Records -
*-*-*

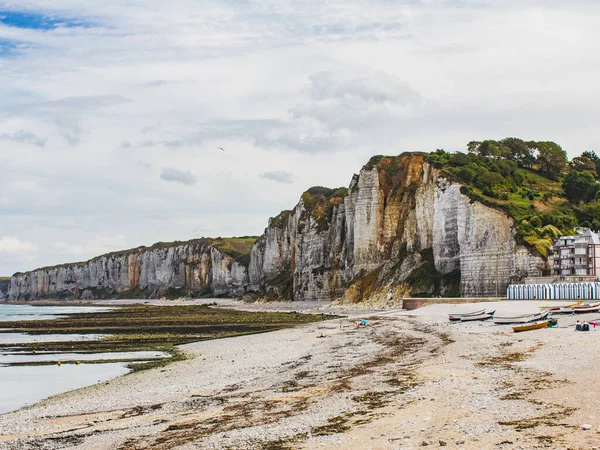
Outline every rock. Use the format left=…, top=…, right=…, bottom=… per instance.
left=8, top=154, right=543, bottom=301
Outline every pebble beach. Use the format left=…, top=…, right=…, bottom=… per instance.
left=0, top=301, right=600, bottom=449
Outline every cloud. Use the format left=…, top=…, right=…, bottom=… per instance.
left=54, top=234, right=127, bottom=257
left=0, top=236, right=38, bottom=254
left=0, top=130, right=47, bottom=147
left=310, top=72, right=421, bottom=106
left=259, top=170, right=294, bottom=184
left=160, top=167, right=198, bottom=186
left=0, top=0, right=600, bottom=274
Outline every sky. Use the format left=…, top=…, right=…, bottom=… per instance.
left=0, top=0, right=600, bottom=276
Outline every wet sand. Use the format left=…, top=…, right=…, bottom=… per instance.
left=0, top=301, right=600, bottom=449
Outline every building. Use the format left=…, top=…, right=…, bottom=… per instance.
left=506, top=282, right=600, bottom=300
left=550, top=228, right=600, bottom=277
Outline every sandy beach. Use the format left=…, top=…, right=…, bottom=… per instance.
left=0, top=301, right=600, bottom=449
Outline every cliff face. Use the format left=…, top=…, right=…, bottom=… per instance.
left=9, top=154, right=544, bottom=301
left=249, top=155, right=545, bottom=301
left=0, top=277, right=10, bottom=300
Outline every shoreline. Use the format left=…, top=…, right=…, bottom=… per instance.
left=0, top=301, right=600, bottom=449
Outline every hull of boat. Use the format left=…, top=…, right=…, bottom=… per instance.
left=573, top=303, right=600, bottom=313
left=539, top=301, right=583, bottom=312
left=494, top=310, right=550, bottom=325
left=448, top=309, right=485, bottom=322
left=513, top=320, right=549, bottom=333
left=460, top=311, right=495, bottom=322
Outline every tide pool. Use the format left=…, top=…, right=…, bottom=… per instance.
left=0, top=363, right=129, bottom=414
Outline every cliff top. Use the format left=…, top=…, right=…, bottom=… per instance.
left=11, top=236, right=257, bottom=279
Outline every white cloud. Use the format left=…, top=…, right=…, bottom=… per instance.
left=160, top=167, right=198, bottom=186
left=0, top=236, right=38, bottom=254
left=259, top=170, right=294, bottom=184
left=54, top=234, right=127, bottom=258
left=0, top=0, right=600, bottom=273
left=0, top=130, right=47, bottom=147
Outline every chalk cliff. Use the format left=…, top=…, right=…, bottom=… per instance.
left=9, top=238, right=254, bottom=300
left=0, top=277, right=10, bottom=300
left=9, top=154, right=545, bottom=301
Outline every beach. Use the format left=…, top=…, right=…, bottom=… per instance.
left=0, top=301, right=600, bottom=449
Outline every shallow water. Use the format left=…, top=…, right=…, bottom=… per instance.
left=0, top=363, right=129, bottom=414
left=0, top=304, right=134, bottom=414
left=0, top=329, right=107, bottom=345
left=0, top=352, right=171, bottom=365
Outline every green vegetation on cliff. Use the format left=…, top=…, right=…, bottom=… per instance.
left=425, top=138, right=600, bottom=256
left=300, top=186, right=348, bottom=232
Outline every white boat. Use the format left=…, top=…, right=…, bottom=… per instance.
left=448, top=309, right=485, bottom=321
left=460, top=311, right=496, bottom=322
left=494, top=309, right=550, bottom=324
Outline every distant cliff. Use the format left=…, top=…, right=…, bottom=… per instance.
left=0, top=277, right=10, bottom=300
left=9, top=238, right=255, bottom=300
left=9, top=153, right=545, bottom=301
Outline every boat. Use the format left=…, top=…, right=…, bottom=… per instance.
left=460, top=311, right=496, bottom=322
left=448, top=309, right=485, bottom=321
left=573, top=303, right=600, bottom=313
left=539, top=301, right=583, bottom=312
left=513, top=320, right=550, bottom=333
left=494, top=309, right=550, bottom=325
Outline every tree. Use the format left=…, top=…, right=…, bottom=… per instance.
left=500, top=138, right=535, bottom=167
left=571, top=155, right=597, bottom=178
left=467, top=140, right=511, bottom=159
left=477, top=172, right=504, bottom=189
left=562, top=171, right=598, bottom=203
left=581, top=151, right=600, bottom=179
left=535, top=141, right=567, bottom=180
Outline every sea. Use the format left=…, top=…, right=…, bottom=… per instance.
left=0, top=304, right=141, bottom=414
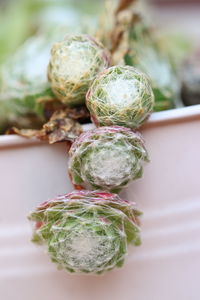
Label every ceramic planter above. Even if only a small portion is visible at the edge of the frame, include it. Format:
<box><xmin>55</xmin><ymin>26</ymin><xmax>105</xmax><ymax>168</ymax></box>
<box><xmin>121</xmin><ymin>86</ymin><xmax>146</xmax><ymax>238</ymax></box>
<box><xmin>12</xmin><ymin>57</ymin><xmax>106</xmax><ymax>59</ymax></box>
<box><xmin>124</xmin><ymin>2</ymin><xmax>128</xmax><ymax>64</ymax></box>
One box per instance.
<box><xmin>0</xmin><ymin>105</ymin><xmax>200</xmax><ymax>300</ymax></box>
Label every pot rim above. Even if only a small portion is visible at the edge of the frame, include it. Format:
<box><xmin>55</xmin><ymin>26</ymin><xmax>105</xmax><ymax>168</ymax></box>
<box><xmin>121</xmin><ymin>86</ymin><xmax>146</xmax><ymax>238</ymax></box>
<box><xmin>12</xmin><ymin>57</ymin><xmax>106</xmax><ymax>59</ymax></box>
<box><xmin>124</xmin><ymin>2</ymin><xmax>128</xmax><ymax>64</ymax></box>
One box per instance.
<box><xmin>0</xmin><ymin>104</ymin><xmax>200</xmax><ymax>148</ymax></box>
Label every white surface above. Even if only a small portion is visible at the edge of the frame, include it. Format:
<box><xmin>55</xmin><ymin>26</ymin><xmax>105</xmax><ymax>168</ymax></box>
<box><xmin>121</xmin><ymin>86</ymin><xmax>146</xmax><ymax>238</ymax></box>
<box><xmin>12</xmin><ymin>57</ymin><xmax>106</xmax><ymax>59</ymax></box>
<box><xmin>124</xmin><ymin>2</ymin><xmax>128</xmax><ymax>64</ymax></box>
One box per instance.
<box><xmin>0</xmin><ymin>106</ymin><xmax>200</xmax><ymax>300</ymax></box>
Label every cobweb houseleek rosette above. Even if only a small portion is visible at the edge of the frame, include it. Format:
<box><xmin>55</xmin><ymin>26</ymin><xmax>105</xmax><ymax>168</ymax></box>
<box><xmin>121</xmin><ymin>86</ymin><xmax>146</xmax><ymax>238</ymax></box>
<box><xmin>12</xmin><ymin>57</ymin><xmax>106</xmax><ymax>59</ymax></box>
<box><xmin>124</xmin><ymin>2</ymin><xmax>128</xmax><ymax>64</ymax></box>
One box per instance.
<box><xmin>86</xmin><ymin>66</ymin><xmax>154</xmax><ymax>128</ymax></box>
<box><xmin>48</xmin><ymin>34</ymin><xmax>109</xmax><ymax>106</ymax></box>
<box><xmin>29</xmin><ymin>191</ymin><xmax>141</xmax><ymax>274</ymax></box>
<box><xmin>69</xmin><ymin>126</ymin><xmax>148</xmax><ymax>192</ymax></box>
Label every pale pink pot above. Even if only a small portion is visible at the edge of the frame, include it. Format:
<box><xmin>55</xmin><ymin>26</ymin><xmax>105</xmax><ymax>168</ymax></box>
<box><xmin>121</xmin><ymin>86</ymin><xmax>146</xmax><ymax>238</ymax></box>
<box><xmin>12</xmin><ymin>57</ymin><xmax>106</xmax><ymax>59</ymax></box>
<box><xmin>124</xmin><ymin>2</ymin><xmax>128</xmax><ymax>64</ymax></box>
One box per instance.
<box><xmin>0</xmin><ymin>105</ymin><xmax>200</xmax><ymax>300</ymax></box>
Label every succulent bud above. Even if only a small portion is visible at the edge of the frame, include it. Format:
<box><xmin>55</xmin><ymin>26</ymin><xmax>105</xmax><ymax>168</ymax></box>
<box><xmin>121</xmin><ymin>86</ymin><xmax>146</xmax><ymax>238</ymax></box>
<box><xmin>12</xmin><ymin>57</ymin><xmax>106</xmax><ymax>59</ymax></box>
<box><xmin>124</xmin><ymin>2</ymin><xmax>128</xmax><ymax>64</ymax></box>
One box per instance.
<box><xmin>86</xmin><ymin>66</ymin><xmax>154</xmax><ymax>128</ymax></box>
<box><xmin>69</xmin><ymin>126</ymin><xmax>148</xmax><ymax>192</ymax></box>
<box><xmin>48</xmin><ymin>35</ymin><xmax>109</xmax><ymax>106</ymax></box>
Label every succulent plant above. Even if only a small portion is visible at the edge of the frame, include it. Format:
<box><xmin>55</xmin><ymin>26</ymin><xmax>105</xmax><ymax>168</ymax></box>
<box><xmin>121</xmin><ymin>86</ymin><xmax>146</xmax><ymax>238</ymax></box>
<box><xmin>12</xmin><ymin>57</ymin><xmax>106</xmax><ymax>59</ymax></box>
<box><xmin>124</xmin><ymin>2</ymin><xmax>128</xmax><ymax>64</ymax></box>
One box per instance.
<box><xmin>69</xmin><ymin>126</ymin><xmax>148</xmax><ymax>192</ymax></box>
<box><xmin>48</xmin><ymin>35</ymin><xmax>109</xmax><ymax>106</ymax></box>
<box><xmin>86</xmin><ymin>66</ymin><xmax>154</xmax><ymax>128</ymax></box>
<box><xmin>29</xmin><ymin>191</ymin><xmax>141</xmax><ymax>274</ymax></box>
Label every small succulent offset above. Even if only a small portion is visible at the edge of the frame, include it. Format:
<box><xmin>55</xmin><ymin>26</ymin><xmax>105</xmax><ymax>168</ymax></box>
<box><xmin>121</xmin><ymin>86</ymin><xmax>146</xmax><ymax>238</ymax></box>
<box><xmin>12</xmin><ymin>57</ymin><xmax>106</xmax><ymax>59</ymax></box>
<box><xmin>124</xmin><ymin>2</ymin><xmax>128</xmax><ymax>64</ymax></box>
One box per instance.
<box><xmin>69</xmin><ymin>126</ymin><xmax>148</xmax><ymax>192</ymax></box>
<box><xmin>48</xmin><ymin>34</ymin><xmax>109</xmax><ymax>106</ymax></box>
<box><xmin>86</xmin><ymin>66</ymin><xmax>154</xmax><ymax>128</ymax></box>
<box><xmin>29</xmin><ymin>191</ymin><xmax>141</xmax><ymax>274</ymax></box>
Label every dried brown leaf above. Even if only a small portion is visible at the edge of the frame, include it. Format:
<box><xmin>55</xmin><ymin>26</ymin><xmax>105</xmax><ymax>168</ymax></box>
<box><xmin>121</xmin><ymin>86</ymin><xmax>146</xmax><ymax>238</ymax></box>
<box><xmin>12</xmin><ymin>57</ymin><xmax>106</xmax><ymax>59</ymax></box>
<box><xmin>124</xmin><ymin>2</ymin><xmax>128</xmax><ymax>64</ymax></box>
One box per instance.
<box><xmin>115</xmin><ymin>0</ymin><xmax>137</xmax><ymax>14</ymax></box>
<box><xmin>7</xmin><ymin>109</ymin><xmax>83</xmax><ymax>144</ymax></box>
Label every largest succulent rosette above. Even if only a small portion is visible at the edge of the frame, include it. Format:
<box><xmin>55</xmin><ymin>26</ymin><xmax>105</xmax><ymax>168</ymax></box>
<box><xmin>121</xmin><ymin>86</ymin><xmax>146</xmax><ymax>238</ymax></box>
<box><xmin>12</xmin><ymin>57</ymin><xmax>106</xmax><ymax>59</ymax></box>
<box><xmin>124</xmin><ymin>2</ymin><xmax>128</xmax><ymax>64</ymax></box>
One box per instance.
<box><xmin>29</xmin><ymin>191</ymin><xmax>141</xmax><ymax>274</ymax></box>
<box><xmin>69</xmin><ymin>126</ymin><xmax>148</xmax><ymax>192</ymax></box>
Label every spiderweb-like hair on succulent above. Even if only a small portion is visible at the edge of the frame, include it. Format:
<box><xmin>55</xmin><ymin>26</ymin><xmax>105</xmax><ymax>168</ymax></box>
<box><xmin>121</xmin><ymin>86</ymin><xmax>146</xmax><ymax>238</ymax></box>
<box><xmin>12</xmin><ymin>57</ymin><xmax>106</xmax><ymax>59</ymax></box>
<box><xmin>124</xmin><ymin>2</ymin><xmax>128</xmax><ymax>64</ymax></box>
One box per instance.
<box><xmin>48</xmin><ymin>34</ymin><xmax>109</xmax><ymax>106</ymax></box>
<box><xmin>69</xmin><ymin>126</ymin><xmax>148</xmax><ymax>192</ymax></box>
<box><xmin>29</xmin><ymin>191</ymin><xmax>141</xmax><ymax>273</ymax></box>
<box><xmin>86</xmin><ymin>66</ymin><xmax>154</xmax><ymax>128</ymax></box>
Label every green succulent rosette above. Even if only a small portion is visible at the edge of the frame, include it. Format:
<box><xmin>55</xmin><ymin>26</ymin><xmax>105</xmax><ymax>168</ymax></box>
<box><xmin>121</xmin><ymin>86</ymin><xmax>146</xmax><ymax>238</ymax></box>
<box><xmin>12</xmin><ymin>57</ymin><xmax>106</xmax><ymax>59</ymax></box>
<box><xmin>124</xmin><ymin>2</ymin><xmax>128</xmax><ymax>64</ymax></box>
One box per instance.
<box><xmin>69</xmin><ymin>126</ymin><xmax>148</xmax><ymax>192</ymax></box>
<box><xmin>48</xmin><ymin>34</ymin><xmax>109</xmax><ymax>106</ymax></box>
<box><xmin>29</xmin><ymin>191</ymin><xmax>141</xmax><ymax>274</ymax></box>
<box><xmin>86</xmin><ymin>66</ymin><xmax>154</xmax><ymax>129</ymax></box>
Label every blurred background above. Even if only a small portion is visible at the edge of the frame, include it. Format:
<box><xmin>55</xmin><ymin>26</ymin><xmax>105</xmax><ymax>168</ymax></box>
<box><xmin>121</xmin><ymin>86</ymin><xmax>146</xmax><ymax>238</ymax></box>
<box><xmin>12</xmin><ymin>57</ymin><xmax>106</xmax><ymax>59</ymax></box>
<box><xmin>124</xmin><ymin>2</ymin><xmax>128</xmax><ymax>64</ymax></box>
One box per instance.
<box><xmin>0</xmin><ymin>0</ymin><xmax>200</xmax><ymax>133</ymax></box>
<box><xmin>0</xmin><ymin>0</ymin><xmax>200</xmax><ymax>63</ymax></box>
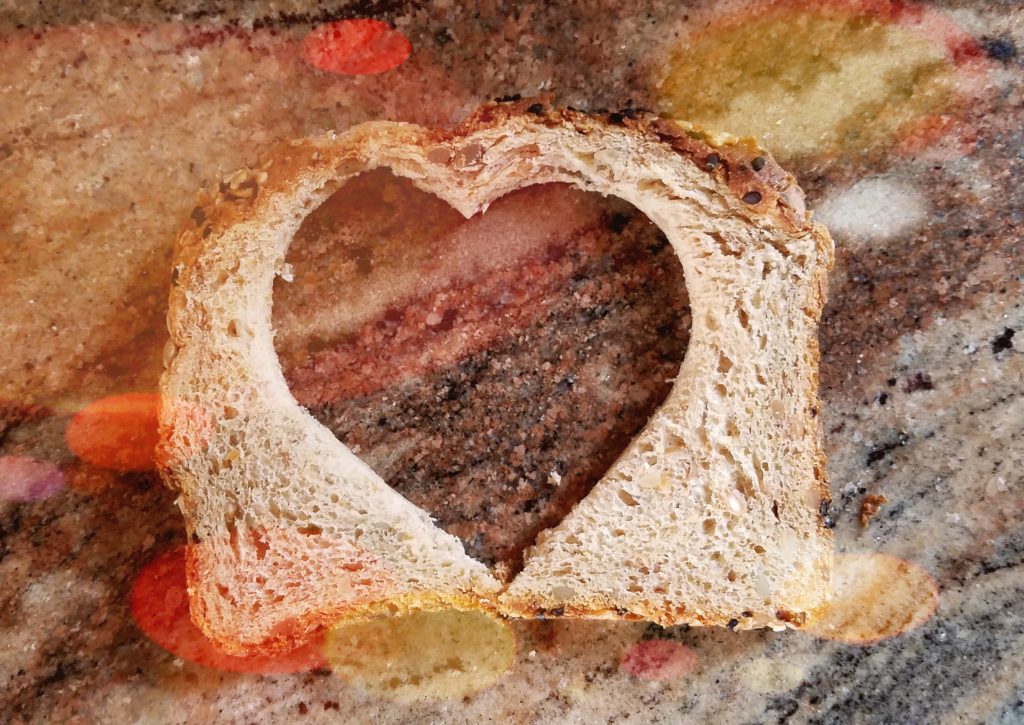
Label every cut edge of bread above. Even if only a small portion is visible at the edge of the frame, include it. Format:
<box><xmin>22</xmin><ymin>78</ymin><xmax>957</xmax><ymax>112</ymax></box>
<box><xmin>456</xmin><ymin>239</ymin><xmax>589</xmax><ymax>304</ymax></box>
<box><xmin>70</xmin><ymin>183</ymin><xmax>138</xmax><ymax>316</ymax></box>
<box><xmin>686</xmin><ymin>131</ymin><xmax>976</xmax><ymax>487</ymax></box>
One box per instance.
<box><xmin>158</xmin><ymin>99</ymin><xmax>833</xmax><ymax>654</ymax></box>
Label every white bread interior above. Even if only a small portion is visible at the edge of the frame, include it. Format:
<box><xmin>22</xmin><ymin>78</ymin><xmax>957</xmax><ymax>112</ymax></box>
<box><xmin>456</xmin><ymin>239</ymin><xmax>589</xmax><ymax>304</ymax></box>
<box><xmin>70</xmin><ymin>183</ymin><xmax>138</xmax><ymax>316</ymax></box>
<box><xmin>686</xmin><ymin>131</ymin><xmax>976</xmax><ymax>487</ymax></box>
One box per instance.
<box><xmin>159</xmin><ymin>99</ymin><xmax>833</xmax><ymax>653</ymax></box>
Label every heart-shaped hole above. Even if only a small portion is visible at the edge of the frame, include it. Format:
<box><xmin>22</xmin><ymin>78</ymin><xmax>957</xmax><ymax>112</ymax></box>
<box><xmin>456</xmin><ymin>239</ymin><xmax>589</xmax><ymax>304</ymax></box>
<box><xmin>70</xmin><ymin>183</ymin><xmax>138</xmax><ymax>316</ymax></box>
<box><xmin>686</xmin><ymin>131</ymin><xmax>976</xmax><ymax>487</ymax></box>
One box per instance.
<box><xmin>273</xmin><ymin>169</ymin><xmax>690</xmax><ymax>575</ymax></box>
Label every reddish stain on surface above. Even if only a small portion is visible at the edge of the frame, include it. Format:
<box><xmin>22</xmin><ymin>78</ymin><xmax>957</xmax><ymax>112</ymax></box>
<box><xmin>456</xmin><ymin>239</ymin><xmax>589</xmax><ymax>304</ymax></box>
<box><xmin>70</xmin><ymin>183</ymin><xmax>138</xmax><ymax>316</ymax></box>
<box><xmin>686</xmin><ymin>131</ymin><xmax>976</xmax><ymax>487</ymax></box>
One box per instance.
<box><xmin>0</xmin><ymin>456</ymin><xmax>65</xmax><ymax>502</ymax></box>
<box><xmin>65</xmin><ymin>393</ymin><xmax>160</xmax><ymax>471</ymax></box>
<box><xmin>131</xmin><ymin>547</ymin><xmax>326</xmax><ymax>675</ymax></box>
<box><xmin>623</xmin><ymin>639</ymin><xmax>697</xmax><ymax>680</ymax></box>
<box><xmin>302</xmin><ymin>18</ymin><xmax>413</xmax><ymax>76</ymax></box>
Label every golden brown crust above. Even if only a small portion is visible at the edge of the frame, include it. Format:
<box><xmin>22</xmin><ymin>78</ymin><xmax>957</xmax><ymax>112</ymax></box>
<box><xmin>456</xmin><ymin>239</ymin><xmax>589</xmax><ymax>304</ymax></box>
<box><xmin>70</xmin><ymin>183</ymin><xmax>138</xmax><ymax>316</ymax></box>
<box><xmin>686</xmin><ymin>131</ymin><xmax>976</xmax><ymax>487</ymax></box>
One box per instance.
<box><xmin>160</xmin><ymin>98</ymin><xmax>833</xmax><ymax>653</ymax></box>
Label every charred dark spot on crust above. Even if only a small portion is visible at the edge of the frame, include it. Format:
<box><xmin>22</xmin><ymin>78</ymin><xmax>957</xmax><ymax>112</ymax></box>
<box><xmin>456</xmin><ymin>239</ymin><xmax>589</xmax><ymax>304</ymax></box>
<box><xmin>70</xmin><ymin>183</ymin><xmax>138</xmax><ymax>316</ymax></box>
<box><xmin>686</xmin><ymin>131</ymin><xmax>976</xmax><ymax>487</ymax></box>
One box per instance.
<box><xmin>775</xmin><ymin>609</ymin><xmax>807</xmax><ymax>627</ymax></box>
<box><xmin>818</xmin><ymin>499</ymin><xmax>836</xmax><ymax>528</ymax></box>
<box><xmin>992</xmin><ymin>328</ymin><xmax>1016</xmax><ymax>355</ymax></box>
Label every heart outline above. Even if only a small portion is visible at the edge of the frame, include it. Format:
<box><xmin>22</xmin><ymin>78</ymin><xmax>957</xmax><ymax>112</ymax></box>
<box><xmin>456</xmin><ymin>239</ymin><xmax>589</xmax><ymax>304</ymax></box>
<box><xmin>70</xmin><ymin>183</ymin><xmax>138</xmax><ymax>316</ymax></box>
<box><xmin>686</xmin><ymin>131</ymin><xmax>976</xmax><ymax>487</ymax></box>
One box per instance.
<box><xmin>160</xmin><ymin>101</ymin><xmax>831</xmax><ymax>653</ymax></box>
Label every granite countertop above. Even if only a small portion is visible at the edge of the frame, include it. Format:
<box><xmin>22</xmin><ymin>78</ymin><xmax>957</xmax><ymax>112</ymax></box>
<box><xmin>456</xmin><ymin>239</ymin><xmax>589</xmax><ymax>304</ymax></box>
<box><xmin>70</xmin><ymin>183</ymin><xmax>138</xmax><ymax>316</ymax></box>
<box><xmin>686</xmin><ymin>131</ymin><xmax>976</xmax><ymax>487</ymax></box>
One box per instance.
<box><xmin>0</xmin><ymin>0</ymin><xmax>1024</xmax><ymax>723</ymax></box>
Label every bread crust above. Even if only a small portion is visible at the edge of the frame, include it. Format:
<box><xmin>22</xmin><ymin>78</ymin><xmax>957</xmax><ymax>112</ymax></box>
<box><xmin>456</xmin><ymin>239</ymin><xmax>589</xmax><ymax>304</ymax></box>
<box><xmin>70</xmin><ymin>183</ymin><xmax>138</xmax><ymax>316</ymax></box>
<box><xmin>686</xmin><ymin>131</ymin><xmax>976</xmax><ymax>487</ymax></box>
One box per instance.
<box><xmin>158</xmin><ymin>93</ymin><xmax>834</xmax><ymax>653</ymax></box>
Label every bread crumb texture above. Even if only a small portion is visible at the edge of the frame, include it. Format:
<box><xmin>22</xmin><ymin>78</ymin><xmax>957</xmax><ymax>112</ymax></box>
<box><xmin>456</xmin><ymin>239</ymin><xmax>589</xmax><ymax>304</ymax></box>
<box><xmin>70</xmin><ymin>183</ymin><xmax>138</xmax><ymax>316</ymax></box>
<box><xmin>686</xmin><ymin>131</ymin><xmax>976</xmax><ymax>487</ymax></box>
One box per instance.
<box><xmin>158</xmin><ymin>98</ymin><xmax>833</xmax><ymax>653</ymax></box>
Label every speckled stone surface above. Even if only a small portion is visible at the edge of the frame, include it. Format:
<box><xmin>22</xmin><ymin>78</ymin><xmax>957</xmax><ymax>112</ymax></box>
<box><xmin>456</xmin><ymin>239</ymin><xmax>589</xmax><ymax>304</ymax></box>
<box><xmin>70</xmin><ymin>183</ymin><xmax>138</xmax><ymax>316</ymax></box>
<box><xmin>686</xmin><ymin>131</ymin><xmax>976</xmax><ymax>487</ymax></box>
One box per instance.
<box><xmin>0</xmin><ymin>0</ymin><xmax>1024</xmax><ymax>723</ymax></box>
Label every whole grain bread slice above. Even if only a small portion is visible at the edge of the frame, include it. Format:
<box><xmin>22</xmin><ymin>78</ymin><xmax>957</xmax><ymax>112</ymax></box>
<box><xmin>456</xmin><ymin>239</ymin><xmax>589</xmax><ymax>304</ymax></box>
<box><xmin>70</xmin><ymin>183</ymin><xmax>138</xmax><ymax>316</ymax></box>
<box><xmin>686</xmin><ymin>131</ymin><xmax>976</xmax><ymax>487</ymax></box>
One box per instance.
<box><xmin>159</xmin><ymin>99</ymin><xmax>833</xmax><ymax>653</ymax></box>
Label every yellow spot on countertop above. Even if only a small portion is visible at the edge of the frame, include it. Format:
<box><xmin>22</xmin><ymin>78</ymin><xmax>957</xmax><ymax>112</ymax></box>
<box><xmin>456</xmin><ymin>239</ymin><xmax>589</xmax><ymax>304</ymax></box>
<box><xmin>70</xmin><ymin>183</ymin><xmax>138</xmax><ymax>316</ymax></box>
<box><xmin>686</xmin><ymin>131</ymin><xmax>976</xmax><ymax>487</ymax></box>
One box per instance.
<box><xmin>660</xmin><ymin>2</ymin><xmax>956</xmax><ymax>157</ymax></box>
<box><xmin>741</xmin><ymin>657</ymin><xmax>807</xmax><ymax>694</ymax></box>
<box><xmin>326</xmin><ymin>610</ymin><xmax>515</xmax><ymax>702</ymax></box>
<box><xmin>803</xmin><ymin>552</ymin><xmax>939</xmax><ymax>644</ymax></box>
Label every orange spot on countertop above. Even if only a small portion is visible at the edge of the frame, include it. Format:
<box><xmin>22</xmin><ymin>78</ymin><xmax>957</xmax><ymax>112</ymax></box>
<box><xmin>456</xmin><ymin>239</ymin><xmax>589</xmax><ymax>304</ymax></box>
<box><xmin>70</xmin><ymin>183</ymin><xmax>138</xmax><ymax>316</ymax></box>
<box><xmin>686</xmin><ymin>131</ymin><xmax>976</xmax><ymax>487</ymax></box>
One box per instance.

*-*-*

Requirement - List each line in the entries above that contains the word "beach".

Task answer -
Outline every pebble beach. Use the format left=…, top=…, right=…, bottom=… per instance.
Outline every sandy beach. Use the format left=…, top=…, right=…, bottom=… per instance.
Outline every beach. Use the format left=…, top=…, right=…, bottom=… per instance.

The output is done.